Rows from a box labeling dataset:
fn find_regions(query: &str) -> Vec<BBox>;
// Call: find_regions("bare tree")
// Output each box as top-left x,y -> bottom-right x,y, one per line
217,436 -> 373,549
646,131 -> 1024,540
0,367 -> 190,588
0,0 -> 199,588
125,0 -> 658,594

Goal → Print every line of the listing above unchanged.

Exercise output →
fn find_regions(query: &str) -> Vec<BBox>;
// Call: find_regions("bare tree")
// Output each box as top-left x,y -> bottom-right x,y, one per line
217,436 -> 373,549
646,131 -> 1024,540
0,367 -> 190,588
0,0 -> 199,588
125,0 -> 658,594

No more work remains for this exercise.